Written problem –
Please find each line in the data below that contains the word "lamp" and copy those lines out.

* BEGIN Data for the task *

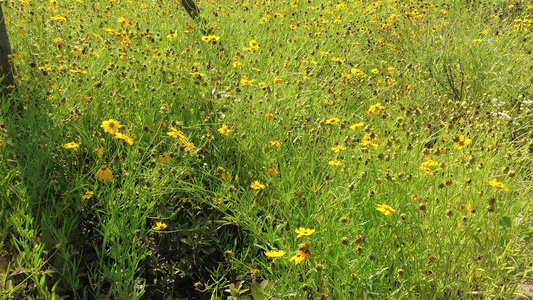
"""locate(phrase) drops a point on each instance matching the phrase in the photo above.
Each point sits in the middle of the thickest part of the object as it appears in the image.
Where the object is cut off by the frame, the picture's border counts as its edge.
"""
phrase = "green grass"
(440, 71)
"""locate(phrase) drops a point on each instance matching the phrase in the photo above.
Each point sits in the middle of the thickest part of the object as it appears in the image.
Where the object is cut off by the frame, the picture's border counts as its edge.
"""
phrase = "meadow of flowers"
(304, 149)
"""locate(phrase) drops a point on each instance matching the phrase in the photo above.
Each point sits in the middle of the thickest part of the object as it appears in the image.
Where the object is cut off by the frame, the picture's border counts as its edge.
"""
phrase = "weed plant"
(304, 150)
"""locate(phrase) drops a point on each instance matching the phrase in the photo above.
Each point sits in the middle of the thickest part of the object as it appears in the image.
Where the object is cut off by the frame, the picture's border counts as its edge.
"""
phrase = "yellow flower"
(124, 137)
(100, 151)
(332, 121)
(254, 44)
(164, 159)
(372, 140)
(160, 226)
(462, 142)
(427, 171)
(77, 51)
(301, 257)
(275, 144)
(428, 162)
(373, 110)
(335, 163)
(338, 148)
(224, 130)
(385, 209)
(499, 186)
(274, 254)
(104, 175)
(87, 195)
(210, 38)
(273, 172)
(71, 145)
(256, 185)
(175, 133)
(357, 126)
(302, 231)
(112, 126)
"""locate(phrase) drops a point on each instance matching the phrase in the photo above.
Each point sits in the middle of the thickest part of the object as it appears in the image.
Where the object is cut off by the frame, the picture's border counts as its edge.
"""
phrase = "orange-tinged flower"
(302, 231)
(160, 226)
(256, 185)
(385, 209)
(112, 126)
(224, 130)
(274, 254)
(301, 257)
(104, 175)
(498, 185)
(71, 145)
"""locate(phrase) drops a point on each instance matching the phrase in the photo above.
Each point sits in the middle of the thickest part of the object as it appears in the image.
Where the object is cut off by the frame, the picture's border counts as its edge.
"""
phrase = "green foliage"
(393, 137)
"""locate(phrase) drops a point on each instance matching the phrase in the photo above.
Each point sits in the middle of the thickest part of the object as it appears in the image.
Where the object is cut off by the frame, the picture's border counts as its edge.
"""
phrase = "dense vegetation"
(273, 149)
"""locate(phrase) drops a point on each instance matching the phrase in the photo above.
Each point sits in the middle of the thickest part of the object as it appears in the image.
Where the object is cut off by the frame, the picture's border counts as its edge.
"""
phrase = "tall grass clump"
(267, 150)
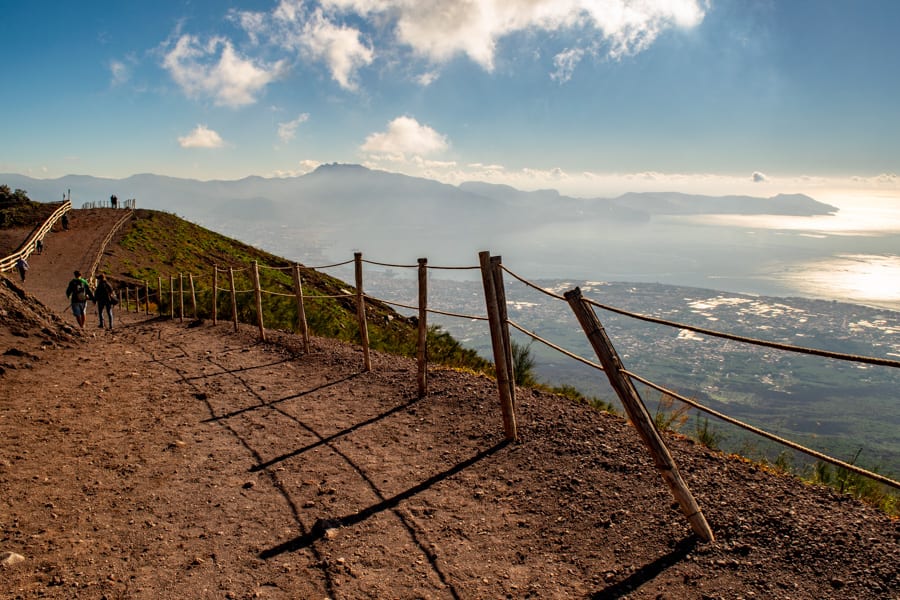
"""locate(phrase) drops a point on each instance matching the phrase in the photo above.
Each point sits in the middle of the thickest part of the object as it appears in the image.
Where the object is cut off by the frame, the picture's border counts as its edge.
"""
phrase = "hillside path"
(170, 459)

* END Data for the task *
* BEGIN Data for the task *

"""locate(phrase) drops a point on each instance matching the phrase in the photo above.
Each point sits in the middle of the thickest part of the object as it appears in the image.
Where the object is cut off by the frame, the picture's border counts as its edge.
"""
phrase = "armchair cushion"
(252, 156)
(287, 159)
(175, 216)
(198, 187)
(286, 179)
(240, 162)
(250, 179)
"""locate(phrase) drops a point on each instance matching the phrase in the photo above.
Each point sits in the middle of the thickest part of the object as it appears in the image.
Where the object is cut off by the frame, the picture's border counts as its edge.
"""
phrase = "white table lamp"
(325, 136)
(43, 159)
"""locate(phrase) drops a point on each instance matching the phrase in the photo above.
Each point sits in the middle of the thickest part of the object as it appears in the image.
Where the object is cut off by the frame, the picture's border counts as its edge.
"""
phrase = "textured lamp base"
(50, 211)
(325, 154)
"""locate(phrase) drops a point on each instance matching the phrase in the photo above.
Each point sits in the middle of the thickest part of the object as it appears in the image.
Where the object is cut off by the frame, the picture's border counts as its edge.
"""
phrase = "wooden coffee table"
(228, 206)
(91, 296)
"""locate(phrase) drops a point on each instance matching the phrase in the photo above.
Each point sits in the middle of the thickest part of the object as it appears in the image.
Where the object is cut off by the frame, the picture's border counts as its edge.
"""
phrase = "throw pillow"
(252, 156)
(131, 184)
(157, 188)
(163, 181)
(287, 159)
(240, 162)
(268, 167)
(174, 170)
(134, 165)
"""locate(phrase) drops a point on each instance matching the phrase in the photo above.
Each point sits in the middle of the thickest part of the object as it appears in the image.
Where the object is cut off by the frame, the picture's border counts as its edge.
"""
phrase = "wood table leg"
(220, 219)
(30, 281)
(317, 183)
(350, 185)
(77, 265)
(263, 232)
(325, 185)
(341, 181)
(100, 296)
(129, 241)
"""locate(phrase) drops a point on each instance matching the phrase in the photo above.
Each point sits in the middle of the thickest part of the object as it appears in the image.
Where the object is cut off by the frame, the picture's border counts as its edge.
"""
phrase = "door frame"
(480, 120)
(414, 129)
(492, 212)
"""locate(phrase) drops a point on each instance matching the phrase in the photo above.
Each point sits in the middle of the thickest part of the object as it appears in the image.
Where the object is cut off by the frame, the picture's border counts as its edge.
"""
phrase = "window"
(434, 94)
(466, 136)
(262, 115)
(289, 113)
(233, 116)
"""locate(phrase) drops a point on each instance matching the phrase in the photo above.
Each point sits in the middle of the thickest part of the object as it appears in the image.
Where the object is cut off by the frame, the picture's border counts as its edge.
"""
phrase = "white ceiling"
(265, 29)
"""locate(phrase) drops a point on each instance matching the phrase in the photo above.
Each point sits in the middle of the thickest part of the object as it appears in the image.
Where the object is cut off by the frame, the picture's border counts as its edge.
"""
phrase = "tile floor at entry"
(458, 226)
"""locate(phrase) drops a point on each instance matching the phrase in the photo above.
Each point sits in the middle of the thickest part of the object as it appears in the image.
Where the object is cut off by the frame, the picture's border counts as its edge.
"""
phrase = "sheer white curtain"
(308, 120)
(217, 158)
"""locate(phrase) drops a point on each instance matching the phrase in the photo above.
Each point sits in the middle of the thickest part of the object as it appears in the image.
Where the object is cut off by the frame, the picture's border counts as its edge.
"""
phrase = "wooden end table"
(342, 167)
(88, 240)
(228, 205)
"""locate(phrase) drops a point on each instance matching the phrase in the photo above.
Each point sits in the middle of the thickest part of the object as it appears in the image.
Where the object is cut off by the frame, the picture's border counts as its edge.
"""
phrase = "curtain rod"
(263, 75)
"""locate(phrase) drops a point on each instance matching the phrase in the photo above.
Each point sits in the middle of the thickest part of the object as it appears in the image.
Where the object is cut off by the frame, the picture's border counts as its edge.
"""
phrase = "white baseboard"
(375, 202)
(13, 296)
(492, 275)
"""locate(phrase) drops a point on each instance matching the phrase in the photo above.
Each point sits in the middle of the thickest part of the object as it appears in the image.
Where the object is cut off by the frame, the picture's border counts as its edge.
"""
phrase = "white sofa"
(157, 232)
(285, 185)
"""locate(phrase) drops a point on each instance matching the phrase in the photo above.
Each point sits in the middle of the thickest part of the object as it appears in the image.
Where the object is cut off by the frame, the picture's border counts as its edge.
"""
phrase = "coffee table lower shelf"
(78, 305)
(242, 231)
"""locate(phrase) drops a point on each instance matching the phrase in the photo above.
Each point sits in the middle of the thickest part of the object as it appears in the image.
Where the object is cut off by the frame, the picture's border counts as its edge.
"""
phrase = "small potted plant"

* END Data for the task *
* BEGIN Data for the task *

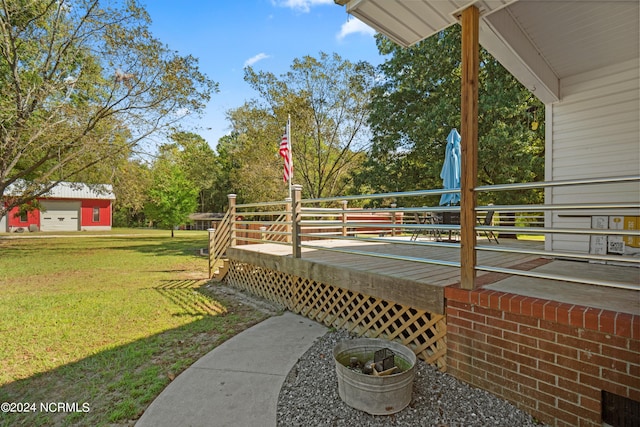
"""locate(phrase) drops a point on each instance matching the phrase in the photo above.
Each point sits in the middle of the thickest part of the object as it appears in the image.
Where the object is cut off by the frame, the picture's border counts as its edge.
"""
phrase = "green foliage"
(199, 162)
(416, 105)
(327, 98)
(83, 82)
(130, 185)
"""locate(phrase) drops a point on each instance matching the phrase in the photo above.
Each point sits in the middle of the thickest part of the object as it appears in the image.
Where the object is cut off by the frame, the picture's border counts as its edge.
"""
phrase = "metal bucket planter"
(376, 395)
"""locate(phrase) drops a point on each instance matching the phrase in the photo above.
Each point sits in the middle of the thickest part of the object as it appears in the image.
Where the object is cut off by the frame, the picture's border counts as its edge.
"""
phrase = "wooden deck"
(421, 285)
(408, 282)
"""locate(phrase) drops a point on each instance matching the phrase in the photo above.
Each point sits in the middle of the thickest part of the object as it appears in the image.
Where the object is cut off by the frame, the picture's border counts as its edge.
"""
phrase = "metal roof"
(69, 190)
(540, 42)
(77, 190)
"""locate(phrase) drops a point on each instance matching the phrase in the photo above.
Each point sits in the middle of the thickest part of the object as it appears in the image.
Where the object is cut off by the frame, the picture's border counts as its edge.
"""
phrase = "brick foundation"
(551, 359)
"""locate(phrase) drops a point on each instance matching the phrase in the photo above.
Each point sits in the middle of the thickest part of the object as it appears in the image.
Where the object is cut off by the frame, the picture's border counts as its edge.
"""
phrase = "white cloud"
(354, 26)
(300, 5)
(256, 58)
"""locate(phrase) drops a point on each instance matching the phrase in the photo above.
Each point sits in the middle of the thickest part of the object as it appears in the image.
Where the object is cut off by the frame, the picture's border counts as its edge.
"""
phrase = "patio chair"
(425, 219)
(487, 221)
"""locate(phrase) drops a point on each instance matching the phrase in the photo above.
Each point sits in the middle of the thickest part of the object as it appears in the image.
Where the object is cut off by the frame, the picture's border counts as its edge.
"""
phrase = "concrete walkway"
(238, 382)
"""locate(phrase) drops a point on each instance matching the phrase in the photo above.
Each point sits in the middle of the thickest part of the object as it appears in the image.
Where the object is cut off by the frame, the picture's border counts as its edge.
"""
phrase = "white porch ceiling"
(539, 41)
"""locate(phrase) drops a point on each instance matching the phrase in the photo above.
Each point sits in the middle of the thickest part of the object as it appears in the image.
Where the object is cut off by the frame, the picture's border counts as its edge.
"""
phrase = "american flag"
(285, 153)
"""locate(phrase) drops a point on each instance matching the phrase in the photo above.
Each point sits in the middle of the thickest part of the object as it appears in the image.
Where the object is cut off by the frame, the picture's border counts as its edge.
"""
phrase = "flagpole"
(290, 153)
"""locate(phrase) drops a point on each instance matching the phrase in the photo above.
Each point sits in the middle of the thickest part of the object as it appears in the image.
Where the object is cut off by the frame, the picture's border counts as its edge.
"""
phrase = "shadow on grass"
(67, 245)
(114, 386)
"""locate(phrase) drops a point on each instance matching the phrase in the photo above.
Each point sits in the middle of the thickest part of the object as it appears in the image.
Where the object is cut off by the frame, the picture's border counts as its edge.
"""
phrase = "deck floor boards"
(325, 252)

* END Data for the task *

Answer for this exercise –
phrase = "white table lamp"
phrase = "textured lamp base"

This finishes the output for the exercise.